◆ YOUR TASK:
Reproduce the data in full, exactly.

◆ MATERIAL FOR THIS EXERCISE:
______
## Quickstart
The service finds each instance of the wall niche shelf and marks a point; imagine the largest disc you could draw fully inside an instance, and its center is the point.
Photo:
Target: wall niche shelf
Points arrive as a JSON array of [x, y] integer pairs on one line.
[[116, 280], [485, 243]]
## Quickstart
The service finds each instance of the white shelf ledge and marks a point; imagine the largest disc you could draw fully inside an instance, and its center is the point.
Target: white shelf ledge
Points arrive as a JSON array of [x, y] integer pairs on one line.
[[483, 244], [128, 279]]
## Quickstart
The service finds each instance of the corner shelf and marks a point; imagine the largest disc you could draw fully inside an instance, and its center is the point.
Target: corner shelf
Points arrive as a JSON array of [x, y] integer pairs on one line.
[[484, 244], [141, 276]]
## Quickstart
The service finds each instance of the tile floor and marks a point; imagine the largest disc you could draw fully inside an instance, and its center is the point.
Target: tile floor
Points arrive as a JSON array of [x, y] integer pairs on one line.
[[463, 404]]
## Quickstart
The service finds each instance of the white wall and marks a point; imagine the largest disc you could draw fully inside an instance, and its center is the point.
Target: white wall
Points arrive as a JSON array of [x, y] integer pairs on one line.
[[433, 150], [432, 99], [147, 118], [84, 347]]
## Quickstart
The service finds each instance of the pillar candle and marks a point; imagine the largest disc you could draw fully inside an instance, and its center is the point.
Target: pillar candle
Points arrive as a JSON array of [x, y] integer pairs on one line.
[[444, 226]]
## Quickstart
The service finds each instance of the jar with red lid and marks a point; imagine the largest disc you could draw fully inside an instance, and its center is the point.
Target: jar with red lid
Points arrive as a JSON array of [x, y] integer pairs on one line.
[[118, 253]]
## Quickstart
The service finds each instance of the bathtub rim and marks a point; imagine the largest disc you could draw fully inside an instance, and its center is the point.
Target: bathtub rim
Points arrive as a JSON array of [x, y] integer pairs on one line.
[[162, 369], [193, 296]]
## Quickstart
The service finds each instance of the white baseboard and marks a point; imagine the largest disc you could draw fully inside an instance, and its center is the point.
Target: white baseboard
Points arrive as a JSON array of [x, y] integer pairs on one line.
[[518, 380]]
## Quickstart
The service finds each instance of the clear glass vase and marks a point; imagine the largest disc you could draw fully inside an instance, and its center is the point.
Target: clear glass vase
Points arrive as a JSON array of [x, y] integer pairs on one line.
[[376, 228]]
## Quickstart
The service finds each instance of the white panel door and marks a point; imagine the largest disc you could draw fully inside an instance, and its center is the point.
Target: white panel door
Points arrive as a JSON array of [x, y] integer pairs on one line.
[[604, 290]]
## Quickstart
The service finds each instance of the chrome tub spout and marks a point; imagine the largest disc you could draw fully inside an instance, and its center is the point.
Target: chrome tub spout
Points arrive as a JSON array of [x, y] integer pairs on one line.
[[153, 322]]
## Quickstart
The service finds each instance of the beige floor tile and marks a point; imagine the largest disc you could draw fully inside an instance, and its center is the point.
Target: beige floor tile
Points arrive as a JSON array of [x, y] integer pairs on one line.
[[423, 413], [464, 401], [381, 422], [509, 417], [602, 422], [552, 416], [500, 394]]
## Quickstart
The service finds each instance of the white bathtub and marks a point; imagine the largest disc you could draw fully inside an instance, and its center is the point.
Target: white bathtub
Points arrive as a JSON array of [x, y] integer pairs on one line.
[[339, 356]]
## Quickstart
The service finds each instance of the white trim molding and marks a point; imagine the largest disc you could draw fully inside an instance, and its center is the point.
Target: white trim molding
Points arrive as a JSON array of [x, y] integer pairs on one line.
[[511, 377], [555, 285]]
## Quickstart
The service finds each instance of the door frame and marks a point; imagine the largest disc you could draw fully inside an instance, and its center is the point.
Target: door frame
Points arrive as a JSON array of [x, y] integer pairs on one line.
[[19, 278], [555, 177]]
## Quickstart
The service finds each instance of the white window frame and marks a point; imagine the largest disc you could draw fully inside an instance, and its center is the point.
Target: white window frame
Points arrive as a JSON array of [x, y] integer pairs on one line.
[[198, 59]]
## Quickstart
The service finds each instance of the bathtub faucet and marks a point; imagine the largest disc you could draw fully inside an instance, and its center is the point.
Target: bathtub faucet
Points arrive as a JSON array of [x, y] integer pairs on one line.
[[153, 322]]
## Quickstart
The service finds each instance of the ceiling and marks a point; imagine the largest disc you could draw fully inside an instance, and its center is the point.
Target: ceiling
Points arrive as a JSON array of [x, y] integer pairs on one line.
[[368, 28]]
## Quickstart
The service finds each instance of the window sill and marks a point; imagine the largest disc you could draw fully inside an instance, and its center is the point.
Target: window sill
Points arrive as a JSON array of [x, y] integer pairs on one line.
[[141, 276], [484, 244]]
______
◆ RESULT FOR THIS TASK:
## Quickstart
The service finds each instance of the wall niche shelf and marks a point; imagine the largest disc you could draw fully inside an instance, and its center is the point.
Photo:
Target: wall niche shelf
Points arrive as a JSON array of [x, y] integer pairs on one line.
[[116, 280], [485, 243]]
## Quickstart
The service finds each instance of the white shelf ledge and marks a point; imagine the largest disc you could draw fully inside an instance, and its center is the point.
Target: white shelf ledge
Points arrive as a JSON array of [x, y] integer pairs on one line.
[[483, 244], [128, 279]]
## Quickstart
The service finds each instance of the corner shelf and marks a point; imagine the largest disc you could draw fully inside an instance, and its center is the point.
Target: corner shelf
Points arrive as a JSON array of [x, y] integer pairs on one line.
[[484, 244], [141, 276]]
## Quickstart
The service finds each instance of the tile floor and marks a point; imagine the largest disc you could draw fully inside an instance, and its center is the point.
Target: tile floor
Points arrive as a JSON array of [x, y] integer pairs on one line.
[[463, 404]]
## Quickstart
The service finds each instance of the white wall and marks a point; imagine the largest disc you could draw fully inside an instance, and its center is the point.
Target: white wall
Points arrive as a JSON array of [x, y] integer pairs on one line.
[[433, 150], [432, 99], [147, 118], [84, 347]]
## Quickstart
The service finds each instance of the pillar candle and marks a point; imagine the largest disc you could draw fully inside an instance, and its center is the point.
Target: pillar candle
Points arrive as a JSON array of [x, y] integer pairs on one line.
[[444, 226]]
## Quickstart
The service finds each instance of the jar with red lid and marks a point; imagine the largest disc you could draw fully inside an instance, and its center is the point.
Target: jar with red lid
Points arrive as a JSON array of [x, y] integer pairs on one line.
[[118, 253]]
## Quickstart
The service finds each instance of the bathtub rim and marks a point; imagine the largest disc you could draw fully inside an instance, and its center is the point.
Target: bathtub rim
Points arrive as a JSON array of [x, y] integer pairs on one line.
[[162, 369], [193, 296]]
## Quickstart
The service finds each instance of the white baseboard and marks a point; imagine the largest disc you could draw fully inside an instance, and its center is the point.
Target: white baseboard
Points arrive as a JSON array of [x, y] integer pairs on one line.
[[518, 380]]
## Quickstart
The service finds each instance of the clear glass vase and marks a point; imagine the largest disc you could draw fully inside an instance, and its center is the point.
Target: clear glass vase
Points arrive as a JSON array of [x, y] integer pairs on one line.
[[376, 228]]
## Quickstart
The service finds each instance of the white panel door and marks a point; imagine the largest disc you could draw fully inside an instance, and its center is the point.
Target: white panel door
Points arrive as a JSON array of [x, y] integer pairs on one line.
[[604, 290]]
## Quickstart
The service finds each instance of the chrome tub spout and marks a point; imagine the largest disc you could draw fully inside an instance, and its center is the point.
Target: chrome tub spout
Points arrive as a JSON array of [x, y] integer pairs on one line.
[[153, 322]]
## Quickstart
The service finds each instance of the beige floor tile and marks a point; imagine the largest disc you could draw fully inside an instance, and its center is the point.
Target: beige floor tile
Points arrive as a JSON array of [x, y] integer pairs on one line.
[[423, 413], [464, 401], [381, 422], [509, 417], [602, 422], [552, 416], [500, 394]]
## Quickstart
The service finds each instance of the white bathtub and marks a point; imagine the largest disc you could draw fully inside an instance, and its center is the point.
Target: white bathtub
Points arrive as a JSON array of [x, y] integer pairs on one line.
[[339, 356]]
## Quickstart
The service finds each instance of the white trim molding and marks a point; imagine the largest disc you could draw fully inside an instance, and its center is the point.
Target: white trim molding
Points arrive as a JSON array of [x, y] integer pairs on one line.
[[511, 377], [555, 285]]
## Quickstart
The service finds each instance of the door frame and marks a point; imagine the largest disc you could draw fully inside an instance, and its center is the point.
Target: door frame
Points arrive as a JSON array of [x, y] integer pairs on one line.
[[19, 278], [555, 177]]
## Quickstart
The service finds each instance of the white window frame and marks a point; imagine the largest disc you could draw fully inside an instance, and its center is the point.
Target: white window frame
Points arrive as a JSON array of [x, y] integer pairs on one line.
[[198, 59]]
## Quickstart
The service finds each instance of the bathtub faucet and marks a point; imagine the largest disc you could draw fully inside an instance, and its center is the point.
Target: bathtub faucet
Points arrive as a JSON array of [x, y] integer pairs on one line.
[[153, 322]]
## Quickstart
The service finds each instance of the ceiling and marks a point; imagine the largest disc you could draw fully inside an instance, and its center is the point.
Target: ceiling
Points arrive as a JSON array of [x, y] integer pairs on one line.
[[368, 28]]
## Quickstart
The service finds each instance of the window sill and marks a point; imagine the largest disc you could draw fully inside an instance, and its center is the point.
Target: window sill
Points arrive as a JSON array of [x, y] integer pairs on one line.
[[141, 276], [484, 244]]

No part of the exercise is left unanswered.